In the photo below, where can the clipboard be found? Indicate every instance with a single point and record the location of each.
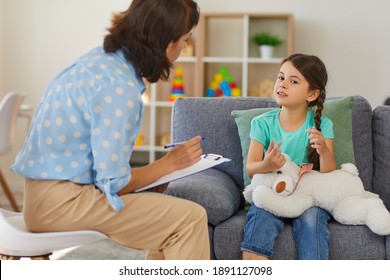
(206, 161)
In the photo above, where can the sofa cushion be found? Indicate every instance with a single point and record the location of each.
(212, 189)
(347, 242)
(338, 110)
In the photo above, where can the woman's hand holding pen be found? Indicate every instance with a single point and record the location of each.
(186, 153)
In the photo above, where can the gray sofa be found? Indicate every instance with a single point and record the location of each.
(219, 190)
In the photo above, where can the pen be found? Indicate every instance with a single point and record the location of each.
(172, 145)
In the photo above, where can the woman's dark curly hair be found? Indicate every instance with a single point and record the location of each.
(314, 71)
(144, 31)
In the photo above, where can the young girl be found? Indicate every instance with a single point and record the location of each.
(298, 129)
(77, 153)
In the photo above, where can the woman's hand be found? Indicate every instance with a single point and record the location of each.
(185, 154)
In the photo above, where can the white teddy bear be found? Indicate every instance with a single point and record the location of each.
(340, 192)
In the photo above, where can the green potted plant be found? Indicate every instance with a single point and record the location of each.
(266, 42)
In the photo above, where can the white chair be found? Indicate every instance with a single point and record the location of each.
(9, 109)
(17, 241)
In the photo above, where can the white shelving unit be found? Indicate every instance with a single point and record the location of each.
(221, 39)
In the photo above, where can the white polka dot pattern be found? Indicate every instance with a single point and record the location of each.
(86, 123)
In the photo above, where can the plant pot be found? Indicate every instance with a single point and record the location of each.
(266, 51)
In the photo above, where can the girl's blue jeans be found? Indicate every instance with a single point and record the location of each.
(310, 232)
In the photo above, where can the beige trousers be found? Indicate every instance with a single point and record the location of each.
(165, 226)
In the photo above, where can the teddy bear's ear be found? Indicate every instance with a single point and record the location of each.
(287, 157)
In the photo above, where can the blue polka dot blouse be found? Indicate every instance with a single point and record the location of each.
(86, 124)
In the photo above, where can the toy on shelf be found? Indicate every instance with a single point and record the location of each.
(177, 85)
(223, 85)
(264, 88)
(139, 141)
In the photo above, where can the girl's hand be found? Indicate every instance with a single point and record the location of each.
(317, 141)
(185, 154)
(273, 158)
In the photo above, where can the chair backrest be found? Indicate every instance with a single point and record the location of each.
(9, 109)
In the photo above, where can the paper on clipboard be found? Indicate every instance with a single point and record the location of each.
(206, 161)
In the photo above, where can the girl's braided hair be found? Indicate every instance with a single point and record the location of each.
(314, 71)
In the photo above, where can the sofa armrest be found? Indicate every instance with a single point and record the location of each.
(212, 189)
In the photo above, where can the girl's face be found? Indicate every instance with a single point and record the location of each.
(291, 87)
(174, 48)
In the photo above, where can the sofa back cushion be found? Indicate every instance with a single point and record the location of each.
(381, 146)
(211, 118)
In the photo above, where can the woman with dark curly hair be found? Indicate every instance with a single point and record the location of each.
(76, 156)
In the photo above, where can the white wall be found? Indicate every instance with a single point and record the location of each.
(1, 47)
(40, 37)
(351, 36)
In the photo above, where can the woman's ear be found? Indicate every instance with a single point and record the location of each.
(313, 95)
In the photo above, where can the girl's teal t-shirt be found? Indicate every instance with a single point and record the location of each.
(266, 127)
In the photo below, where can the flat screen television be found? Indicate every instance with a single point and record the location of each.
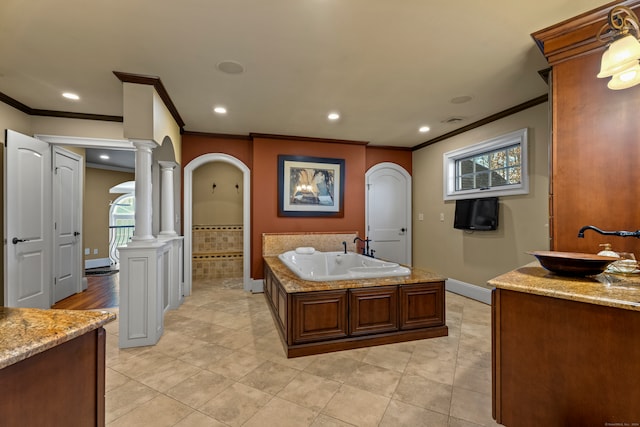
(476, 214)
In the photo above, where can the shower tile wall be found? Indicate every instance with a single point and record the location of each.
(217, 251)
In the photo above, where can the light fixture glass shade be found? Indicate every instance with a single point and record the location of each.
(620, 55)
(626, 78)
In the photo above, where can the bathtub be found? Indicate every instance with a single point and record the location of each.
(327, 266)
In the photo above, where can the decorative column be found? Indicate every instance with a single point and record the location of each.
(143, 233)
(167, 223)
(174, 291)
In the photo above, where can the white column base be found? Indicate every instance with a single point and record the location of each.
(143, 280)
(176, 268)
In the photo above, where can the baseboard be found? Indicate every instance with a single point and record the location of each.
(98, 262)
(468, 290)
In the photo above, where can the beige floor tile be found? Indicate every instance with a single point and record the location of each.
(281, 413)
(160, 411)
(311, 391)
(195, 391)
(168, 375)
(269, 377)
(198, 419)
(375, 379)
(390, 357)
(355, 406)
(236, 404)
(204, 354)
(333, 367)
(424, 393)
(142, 365)
(222, 335)
(472, 406)
(126, 398)
(326, 421)
(236, 365)
(402, 414)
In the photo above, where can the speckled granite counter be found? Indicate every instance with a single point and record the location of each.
(292, 283)
(563, 351)
(25, 332)
(610, 290)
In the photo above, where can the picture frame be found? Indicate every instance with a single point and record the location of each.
(310, 186)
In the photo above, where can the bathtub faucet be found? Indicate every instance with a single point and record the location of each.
(608, 233)
(365, 247)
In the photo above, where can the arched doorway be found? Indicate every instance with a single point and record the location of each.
(388, 211)
(188, 215)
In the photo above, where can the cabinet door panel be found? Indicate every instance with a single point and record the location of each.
(319, 316)
(373, 310)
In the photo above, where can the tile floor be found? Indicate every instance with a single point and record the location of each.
(220, 362)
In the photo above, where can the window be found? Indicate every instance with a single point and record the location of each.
(497, 167)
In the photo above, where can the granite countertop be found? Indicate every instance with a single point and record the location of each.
(613, 290)
(292, 283)
(25, 332)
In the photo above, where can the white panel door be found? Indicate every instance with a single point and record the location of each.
(67, 216)
(28, 221)
(388, 213)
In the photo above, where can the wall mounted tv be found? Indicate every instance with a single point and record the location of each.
(476, 214)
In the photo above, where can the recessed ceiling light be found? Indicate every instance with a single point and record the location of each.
(461, 99)
(230, 67)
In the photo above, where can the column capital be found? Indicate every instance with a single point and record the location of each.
(166, 164)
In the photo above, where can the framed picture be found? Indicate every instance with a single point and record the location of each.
(310, 186)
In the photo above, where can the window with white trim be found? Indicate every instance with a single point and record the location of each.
(497, 167)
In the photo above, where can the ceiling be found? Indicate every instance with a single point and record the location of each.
(388, 67)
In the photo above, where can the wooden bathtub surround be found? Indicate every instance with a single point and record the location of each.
(565, 350)
(320, 317)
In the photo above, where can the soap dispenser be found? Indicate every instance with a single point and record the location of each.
(607, 251)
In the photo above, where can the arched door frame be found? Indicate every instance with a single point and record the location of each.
(408, 207)
(188, 215)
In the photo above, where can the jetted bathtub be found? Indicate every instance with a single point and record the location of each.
(327, 266)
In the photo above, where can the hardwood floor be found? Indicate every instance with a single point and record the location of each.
(102, 292)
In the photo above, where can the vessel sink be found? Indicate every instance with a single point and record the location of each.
(573, 263)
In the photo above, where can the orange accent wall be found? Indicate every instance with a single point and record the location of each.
(260, 154)
(264, 196)
(399, 156)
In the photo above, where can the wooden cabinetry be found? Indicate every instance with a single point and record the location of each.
(562, 363)
(594, 155)
(373, 310)
(62, 386)
(340, 319)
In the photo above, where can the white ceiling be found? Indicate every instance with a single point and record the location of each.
(388, 66)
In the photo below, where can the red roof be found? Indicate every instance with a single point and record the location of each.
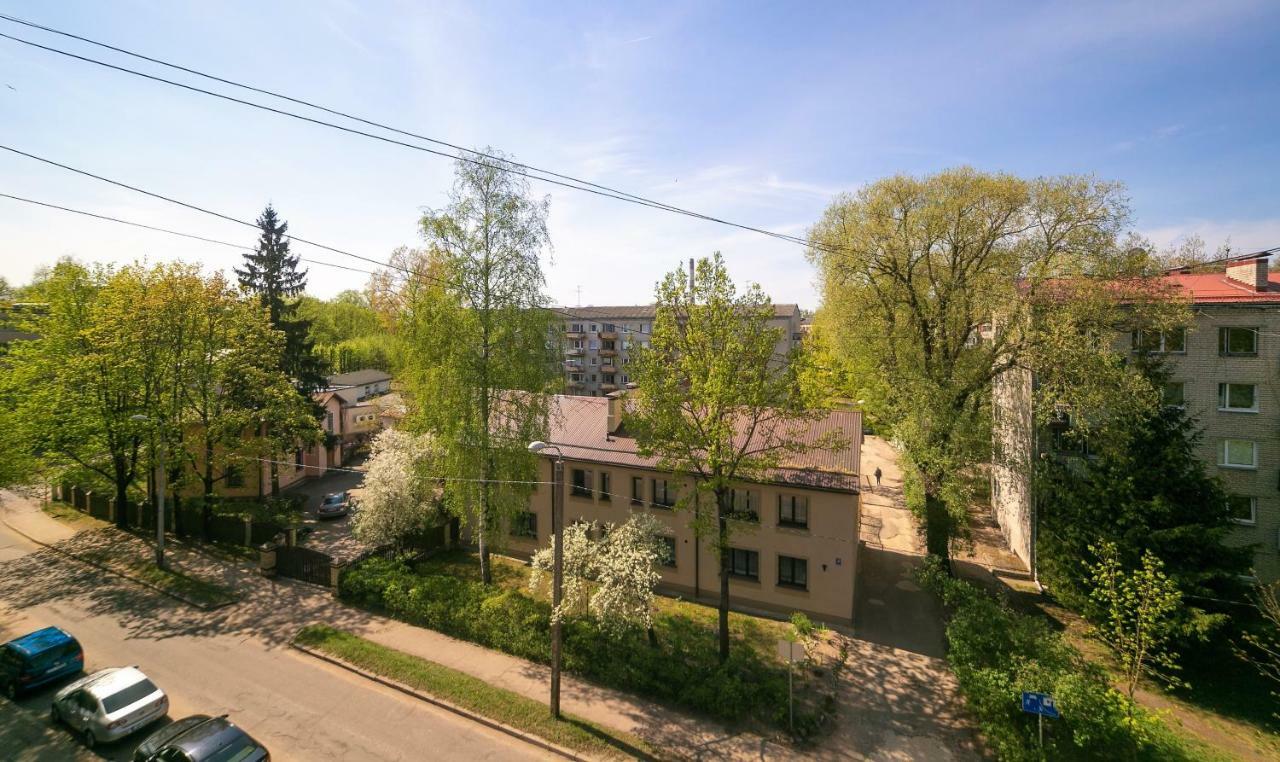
(1214, 288)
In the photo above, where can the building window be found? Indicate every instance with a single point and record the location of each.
(524, 524)
(581, 483)
(1238, 341)
(1238, 397)
(1159, 341)
(663, 496)
(667, 551)
(746, 505)
(792, 573)
(1243, 510)
(745, 564)
(792, 510)
(1238, 453)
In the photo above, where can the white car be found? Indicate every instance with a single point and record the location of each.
(109, 705)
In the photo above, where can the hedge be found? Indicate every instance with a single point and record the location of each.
(682, 670)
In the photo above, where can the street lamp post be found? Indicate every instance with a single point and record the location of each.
(557, 562)
(160, 489)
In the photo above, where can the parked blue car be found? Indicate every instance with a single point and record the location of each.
(37, 658)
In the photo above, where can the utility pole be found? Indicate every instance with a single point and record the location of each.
(557, 564)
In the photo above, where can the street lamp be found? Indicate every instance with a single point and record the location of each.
(557, 561)
(160, 488)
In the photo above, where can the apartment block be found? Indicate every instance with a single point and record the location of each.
(795, 547)
(1225, 370)
(599, 341)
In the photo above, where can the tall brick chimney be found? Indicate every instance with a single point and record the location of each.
(1249, 272)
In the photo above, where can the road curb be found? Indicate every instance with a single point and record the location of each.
(204, 607)
(444, 705)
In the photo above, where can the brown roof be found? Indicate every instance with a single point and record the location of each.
(647, 311)
(579, 428)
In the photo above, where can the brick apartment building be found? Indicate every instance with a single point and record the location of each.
(799, 553)
(1225, 370)
(598, 342)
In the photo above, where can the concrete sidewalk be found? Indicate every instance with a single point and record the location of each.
(275, 610)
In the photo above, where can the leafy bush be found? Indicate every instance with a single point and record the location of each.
(996, 653)
(682, 670)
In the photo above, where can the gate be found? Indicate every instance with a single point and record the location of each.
(304, 564)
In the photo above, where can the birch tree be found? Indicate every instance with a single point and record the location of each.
(713, 402)
(475, 333)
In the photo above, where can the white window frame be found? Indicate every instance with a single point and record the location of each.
(1224, 397)
(1253, 512)
(1223, 461)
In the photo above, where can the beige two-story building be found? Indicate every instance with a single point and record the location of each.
(1225, 370)
(796, 548)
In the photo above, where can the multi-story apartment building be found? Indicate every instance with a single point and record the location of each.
(1225, 370)
(598, 342)
(795, 548)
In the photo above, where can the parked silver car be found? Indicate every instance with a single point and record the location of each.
(109, 705)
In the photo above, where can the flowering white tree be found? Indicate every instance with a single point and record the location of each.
(613, 576)
(401, 493)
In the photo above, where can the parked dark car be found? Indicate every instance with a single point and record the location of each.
(37, 658)
(336, 503)
(201, 738)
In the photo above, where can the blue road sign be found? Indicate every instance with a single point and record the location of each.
(1040, 703)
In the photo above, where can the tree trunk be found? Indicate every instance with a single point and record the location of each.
(722, 548)
(122, 494)
(937, 525)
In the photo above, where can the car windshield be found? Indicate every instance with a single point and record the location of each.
(122, 698)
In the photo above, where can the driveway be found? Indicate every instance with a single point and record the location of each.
(332, 535)
(234, 660)
(899, 698)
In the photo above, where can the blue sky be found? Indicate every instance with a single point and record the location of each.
(752, 112)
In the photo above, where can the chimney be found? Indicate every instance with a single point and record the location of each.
(1249, 272)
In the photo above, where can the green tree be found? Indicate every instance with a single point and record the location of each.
(713, 402)
(99, 361)
(228, 387)
(937, 286)
(272, 274)
(1137, 615)
(1144, 489)
(474, 323)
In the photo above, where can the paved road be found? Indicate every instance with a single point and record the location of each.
(214, 664)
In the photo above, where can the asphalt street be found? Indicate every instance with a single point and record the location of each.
(215, 662)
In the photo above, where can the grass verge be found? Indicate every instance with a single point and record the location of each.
(474, 694)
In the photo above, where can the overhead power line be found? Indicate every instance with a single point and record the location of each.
(467, 155)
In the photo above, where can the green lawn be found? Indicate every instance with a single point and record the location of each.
(474, 694)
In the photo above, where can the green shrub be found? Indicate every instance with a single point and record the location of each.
(997, 653)
(682, 670)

§ Task prompt
Reproduce only the lines running from the one that contains "In the photo above, where can the paved" to the last line of the records.

§ Result below
In the photo above, where can the paved road be found? Indicate every instance with a single point and record the location of each.
(214, 664)
In the photo above, where can the asphalt street be found? Indicate every instance with a single point and record the location of each.
(215, 662)
In the photo above, where can the grass verge be found? Indicate every instance with a single point and record the location of each.
(474, 694)
In the photo above, where can the overhead power line be found? Indicate every instance with a single point and record the location of each.
(467, 155)
In the photo above, where can the green lawn be found? Indicate every instance with a single point and record the location of each.
(474, 694)
In the photo above, where can the green shrub be found? Indicate every instance with a single point and record the location of each.
(997, 653)
(682, 670)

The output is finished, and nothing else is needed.